:: Selected text

Fluid Handling Is An Attractive Market Today

Nearly half of Crane's revenue comes from its fluid handling business, where the company sells a variety of pumps and valves into the chemical, pharmaceutical, energy, industrial, and utility markets. Not only are there a lot of relevant projects moving from drawing boards to shovels around the world, but once an installation uses Crane pumps and valves, they tend to stick with Crane for replacement parts - leading to a long-tail aftermarket business with solid margins.

While Crane has a legitimate presence here, the biggest question for the company isn't so much about further market share growth as it is about better margins on the revenue it has. Relative to rivals like Flowserve (NYSE:FLS), Emerson (NYSE:EMR), and Idex (NYSE:IEX), Crane's history of low-teens margins is not all that impressive. Management is addressing, though, including shifting manufacturing to lower-cost facilities. As the largest revenue contributor, getting the fluid handling running closer to the category leaders is a significant "to do", and one that holds worthwhile upside if management can exceed expectations.

Modest Growth Potential, But Leverage Could Surprise

All told, I would not expect Crane to be a top-line growth leader in the industrial space. The company's engineered materials business (which supplies products like reinforced fiberglass panels to RV makers) could certainly benefit from a turnaround in consumer discretionary spending and the MEI acquisition should boost the growth potential of merchandising, but we're still talking about a business where most of its addressable markets are growing at low-to-mid single-digit rates.

To that end, I expect Crane to grow about 4% over the long term. That compares pretty favorably to its trailing growth rate of 5%, particularly as a sizable portion of that growth was bought in via M&A transactions. By the same token, there's no reason to assume that Crane won't continue to look for deals and bolt-on growth to its underlying organic businesses.

Margins are where Crane could really make or break the investment case. Historically, Crane's returns on capital and free cash flow margins have been pretty mediocre, with both in the single digits and trailing peers. Investors may also not be pleased to see that management shifted its compensation incentives from EVA-based targets to more growth-oriented metrics.

On the other hand, management has openly discussed and addressed its margin opportunities. As mentioned before, management is looking to shift more manufacturing in fluid management to lower-cost facilities. What's more, as of September 2012, management reported at an investment conference that it was running at about 60% capacity - suggesting very significant fixed cost leverage as industrial and aerospace demand improves.

To that end, I give Crane the benefit of the doubt and assume that it will improve its free cash flow margin to the high single-digits by 2017 and into the low double-digits a few years later. That won't make Crane an industry paragon, but it should goose the long-term free cash flow growth rate to nearly 8%.

The Bottom Line

The biggest downside to Crane is that while it has been a bit of a laggard over the past year, it has rebounded pretty strongly since the summer of 2012 (up nearly 50%). With an 8% free cash flow growth rate suggesting a fair value of about $55, there's not a lot of unappreciated upside in the shares. While lower asbestos liabilities, faster/greater margin leverage, and market share growth could all lead to upside, Crane looks priced to perform like a "regular" industrial stock - not the worst thing in the world, but maybe not so compelling when there are other stocks today trading at discounts to fair value.

Disclosure: I have no positions in any stocks mentioned, and no plans to initiate any positions within the next 72 hours. I wrote this article myself, and it expresses my own opinions. I am not receiving compensation for it (other than from Seeking Alpha). I have no business relationship with any company whose stock is mentioned in this article.

::::
:: Extracted material

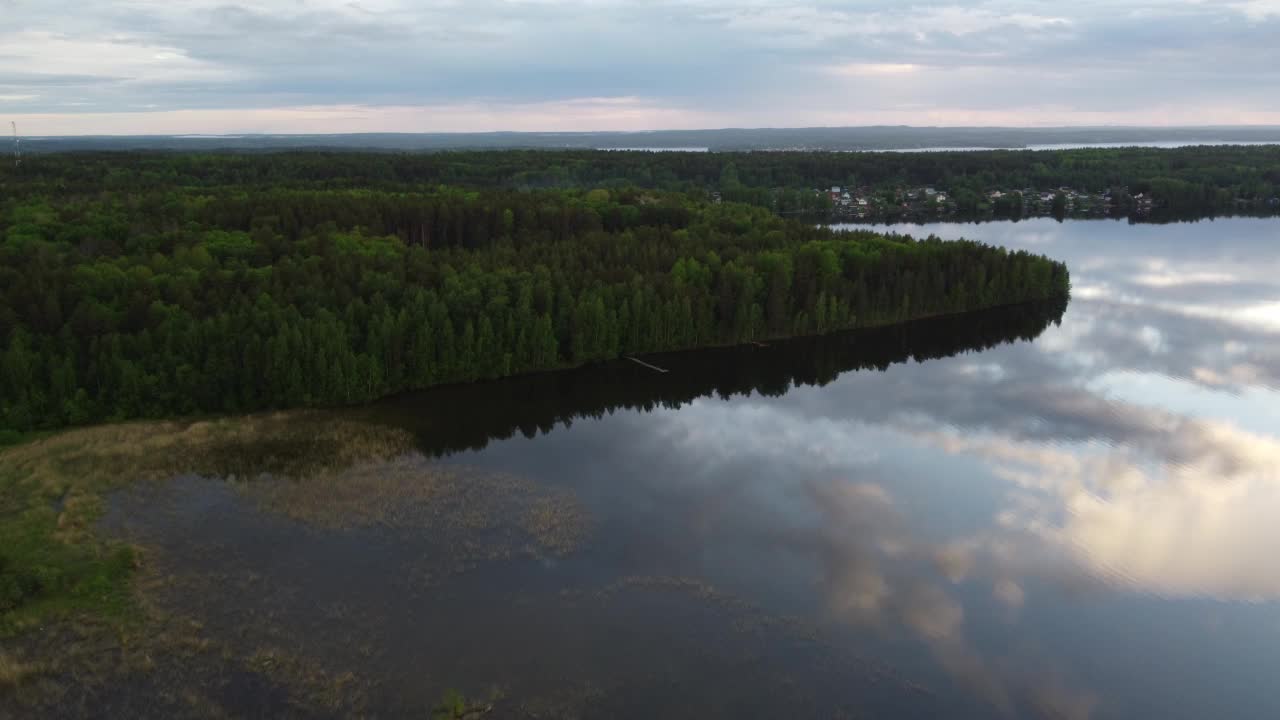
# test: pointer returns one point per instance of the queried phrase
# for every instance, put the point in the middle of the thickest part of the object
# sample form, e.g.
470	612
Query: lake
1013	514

::::
:: Extracted material

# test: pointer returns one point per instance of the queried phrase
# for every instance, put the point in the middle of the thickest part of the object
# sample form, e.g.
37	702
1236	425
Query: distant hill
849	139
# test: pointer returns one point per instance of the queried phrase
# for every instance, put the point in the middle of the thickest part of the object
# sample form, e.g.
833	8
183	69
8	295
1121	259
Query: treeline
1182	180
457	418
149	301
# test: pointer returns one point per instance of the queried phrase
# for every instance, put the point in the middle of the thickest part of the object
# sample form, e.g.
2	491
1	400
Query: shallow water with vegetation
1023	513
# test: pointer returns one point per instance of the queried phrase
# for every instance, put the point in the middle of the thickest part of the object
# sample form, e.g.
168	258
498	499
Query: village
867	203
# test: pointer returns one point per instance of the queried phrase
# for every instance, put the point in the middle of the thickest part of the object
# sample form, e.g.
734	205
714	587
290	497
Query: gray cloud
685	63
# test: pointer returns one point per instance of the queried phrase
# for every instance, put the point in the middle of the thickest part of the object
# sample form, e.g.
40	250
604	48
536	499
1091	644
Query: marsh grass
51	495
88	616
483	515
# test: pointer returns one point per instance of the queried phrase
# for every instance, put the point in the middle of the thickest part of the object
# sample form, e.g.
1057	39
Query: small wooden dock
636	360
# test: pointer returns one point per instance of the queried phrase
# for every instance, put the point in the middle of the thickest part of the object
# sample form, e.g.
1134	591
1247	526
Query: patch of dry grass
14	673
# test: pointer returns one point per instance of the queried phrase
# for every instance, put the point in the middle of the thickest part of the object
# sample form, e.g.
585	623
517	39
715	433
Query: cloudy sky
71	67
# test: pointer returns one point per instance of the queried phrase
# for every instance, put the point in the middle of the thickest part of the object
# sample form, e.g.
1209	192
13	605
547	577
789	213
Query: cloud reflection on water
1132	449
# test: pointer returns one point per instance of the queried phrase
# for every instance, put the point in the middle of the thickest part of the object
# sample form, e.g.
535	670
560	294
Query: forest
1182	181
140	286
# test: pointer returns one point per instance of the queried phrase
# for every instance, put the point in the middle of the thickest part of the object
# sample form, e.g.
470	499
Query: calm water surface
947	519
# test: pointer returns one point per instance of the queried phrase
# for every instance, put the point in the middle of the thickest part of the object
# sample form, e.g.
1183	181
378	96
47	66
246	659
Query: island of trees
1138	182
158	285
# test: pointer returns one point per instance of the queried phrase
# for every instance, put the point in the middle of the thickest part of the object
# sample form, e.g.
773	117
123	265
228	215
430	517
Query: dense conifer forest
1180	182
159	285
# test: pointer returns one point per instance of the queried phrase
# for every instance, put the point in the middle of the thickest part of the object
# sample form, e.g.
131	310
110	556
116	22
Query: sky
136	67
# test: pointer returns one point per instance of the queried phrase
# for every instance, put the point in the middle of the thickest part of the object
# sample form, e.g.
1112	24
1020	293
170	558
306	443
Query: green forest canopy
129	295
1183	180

::::

# Exercise 1
According to the Crane article, which markets does the company's fluid handling business sell pumps and valves into? List all of them.
# Exercise 2
Write out the passage of the Crane article starting with "While Crane has" and going on through "can exceed expectations.".
The data comes from a separate source, unrelated to the Crane article.

# Your response 1
chemical, pharmaceutical, energy, industrial, utility

# Your response 2
While Crane has a legitimate presence here, the biggest question for the company isn't so much about further market share growth as it is about better margins on the revenue it has. Relative to rivals like Flowserve (NYSE:FLS), Emerson (NYSE:EMR), and Idex (NYSE:IEX), Crane's history of low-teens margins is not all that impressive. Management is addressing, though, including shifting manufacturing to lower-cost facilities. As the largest revenue contributor, getting the fluid handling running closer to the category leaders is a significant "to do", and one that holds worthwhile upside if management can exceed expectations.